## Aim of the exercise
Answer these questions using the essay on founders and seasons:
1. What does the author's business explore?
2. What was lost in the move from farming to factories?
3. In blocks of how many weeks does the author believe humans are programmed to work well?

## Passage provided
• • • •
Founders need seasons
Why startup founders should work like farmers, not factory workers
I'm writing this while enjoying a much-needed holiday.
This year has been a big one - both professionally and personally - and I have been intentional to take the time out to recharge before what promises to be another season of intense hard work.
As a founder of a business exploring the limits of Large Language Models, I have spent a lot of time trying to understand how this technology will impact work.
I have been reflecting about the changing features of work - how humans work schedules have been defined as much by social norms as by technology:
- Nomadism gave way to farming
- Farming gave way to factories
- Factories to office work
- Office work to a universal basic income and endless leisure ... just kidding.
But something that was lost in the move from farming to factories was seasons.
Human lives used to be governed, on a day to day basis, by the seasons. Both in hunter-gatherer and farming societies, people's daily tasks depended heavily on what season it was - the season effectively defined what was being done, but also, importantly, provided variety throughout the year - you're unlikely to be harvesting much grain when the fields are covered in snow.
If you had a lot of hard, manual work bringing the harvest in in Autumn, you knew that it would be followed by months of cold in winter when you could make tools, repairs and enjoy more sleep due to the shorter days.
This seasonal variety meant that you didn't have to work on the same task for long periods of time. You got to do different things, master different crafts and enjoy more time off depending on the time of year.
The variety this afforded helped to make each period more bearable - rather than looking into the foreseeable future working on the same task, you could instead look forward a much more reasonable amount of time (weeks) to a change (often demarcated by a festival - Easter, Midsummer, Halloween, Christmas).
I believe that we're programmed as humans to work well in 10-15 week blocks of intense work. The changing of the seasons forms a natural cadence to work (regardless of hunter-gather or farming). "Work" and "life" didn't need to have the same distinction - they could blend together into one occupation. Due to the monotony of office work, lacking a work <> life distinction is immensely draining.
Pre-industrialisation, you could have periods of intense work - eg. harvest - followed by periods of rest - winter. You always knew that the work intensity would go up and down, but the predictable cadence reduced the monotony.
So, how does this relate to startups?
Biologically, founders are the same as farmers.
As a startup founder, you need to be across everything: sales, product, marketing, investment.
But working hard consistently, on all tasks, is the path to burnout.
• • • •
## Extracted data
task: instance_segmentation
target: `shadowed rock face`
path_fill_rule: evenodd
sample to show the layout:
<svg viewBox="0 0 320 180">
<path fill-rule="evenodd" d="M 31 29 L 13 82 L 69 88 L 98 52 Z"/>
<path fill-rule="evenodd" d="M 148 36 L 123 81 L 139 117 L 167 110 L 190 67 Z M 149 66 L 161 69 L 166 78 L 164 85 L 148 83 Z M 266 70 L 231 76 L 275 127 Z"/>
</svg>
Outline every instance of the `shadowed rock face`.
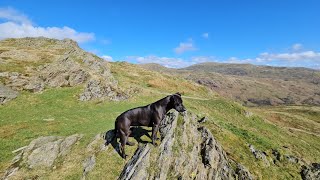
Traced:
• • • •
## Answer
1. The limits of Large Language Models.
2. Seasons.
3. 10-15 weeks.